## SUPPLIED DATA
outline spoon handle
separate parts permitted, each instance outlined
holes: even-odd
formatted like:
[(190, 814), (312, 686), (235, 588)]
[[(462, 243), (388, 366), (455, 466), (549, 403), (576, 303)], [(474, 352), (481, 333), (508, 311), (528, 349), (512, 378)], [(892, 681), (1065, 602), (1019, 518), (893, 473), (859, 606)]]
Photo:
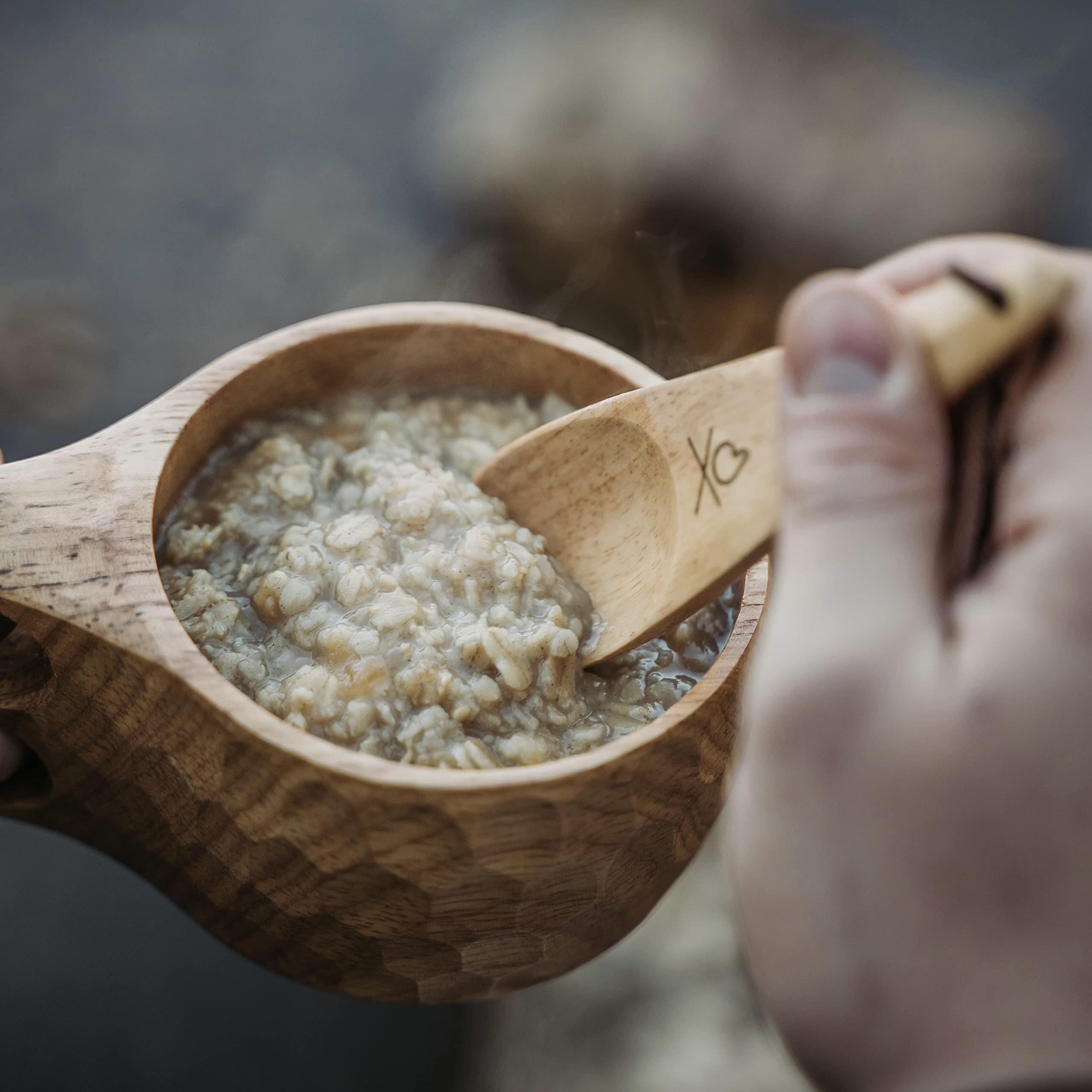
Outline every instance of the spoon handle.
[(902, 300), (949, 402), (1037, 333), (1065, 302), (1072, 280), (1060, 262), (1018, 257), (986, 274), (952, 265)]
[[(1040, 332), (1070, 289), (1061, 263), (962, 268), (903, 297), (954, 401)], [(781, 349), (577, 411), (517, 440), (475, 480), (546, 536), (606, 628), (585, 664), (663, 633), (770, 547), (780, 508)], [(556, 483), (565, 482), (559, 490)]]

## INSTRUCTION
Rewrite all of the material above, changing "spoon handle" to "ladle handle" wherever it appears and keeping everything else the same. Leave the picture out.

## EXERCISE ANSWER
outline ladle handle
separate parts permitted, each instance outlined
holes: even-odd
formatted like:
[(190, 814), (312, 686), (235, 588)]
[[(462, 243), (388, 366), (455, 466), (549, 403), (576, 303)], [(474, 352), (481, 333), (508, 311), (528, 349), (512, 378)], [(892, 681), (1065, 602), (1019, 518), (893, 473), (859, 606)]]
Photo:
Outline every instance of the ladle handle.
[(902, 300), (949, 402), (1037, 333), (1065, 302), (1072, 280), (1060, 262), (1018, 257), (986, 274), (952, 265)]
[[(1040, 332), (1070, 289), (1061, 263), (962, 268), (903, 297), (954, 401)], [(781, 349), (577, 411), (517, 440), (475, 480), (546, 536), (606, 628), (585, 664), (663, 633), (770, 547), (780, 508)], [(556, 483), (565, 482), (559, 490)]]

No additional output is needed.